### WRITTEN PROBLEM:
Copy the material from the line containing "the white cloud" through its final line, both ends included, with the requests unchanged. Scale every x and y coordinate in the answers by 2.25 and round to whole numbers, halves up, but leave the numbers in the requests and their sample formats as they are.

Items from a dataset
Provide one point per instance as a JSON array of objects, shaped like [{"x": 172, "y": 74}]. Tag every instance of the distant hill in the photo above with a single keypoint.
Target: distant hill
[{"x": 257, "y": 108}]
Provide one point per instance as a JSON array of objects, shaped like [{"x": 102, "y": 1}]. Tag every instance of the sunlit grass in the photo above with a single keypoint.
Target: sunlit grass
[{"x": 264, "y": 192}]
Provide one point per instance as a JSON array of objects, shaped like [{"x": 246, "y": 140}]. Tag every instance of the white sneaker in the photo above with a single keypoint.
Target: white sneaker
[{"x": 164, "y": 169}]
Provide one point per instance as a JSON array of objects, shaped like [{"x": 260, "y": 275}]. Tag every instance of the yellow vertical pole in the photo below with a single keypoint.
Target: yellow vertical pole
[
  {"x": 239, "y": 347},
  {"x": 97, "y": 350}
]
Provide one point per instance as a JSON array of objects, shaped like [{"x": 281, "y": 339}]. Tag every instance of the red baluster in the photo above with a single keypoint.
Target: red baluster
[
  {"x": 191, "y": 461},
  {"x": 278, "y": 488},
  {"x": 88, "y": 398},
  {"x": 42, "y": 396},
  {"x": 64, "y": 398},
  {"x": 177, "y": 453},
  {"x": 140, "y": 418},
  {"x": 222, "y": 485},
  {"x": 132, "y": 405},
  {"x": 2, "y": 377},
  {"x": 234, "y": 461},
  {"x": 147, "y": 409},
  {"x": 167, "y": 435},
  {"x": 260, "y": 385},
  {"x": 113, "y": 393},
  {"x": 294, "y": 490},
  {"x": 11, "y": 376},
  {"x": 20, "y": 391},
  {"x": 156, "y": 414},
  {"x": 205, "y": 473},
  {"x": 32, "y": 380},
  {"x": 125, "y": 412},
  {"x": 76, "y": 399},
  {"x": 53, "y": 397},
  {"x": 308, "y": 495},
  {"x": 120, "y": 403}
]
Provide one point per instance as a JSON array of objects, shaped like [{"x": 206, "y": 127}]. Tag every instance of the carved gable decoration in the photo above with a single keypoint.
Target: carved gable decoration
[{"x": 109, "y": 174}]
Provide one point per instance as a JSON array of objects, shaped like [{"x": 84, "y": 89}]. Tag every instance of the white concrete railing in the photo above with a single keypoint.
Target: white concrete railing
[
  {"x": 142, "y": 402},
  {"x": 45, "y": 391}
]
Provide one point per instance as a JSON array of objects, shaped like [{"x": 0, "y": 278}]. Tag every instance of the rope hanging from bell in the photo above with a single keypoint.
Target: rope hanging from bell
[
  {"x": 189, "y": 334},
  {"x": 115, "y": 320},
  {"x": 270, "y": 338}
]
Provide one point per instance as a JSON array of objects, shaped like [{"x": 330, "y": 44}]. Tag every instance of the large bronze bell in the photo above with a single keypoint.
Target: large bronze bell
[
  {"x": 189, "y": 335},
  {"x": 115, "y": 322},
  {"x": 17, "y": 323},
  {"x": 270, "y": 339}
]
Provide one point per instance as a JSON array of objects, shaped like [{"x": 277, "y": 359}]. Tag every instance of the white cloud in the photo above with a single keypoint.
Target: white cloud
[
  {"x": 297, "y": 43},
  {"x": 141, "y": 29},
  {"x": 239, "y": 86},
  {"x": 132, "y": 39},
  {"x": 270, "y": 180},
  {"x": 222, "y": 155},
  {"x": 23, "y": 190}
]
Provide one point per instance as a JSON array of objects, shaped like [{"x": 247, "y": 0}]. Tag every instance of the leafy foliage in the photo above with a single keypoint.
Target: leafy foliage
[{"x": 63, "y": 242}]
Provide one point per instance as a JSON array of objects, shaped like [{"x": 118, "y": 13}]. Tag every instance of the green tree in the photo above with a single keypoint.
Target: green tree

### EXERCISE SOLUTION:
Provide one point per instance as a JSON array of objects, shaped like [{"x": 277, "y": 359}]. Tag every instance of the white cloud in the photo above with a single keypoint.
Target: white cloud
[
  {"x": 668, "y": 97},
  {"x": 317, "y": 65},
  {"x": 538, "y": 194},
  {"x": 297, "y": 88},
  {"x": 608, "y": 405},
  {"x": 500, "y": 349},
  {"x": 52, "y": 428}
]
Provide one point per instance as a JSON array of objects, shaped like [{"x": 247, "y": 0}]. Tag every instance of the leafy foliage in the photo above with a single keypoint.
Target: leafy foliage
[{"x": 142, "y": 545}]
Provide one point per instance as a JSON array of objects, shaped like [{"x": 118, "y": 13}]. Tag every instance of the green tree in the photo above with a single keypoint.
Target: green tree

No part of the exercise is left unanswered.